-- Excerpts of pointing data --
..........

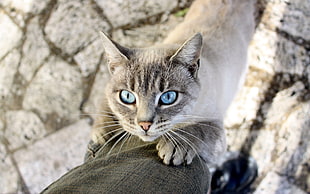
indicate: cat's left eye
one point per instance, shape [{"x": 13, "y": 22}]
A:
[
  {"x": 168, "y": 98},
  {"x": 127, "y": 97}
]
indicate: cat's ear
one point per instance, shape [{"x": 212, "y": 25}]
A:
[
  {"x": 189, "y": 53},
  {"x": 116, "y": 54}
]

..........

-- THE TASK --
Rewrite all the records above with every "indicate" changed to "point to" and nothing else altered, leaving out the pictures.

-- SOLUTION TO THE PROBLEM --
point to: cat's left eye
one point per instance, shape [{"x": 13, "y": 22}]
A:
[
  {"x": 168, "y": 98},
  {"x": 127, "y": 97}
]
point to: cat's ear
one point per instance, shape [{"x": 212, "y": 25}]
A:
[
  {"x": 189, "y": 53},
  {"x": 116, "y": 54}
]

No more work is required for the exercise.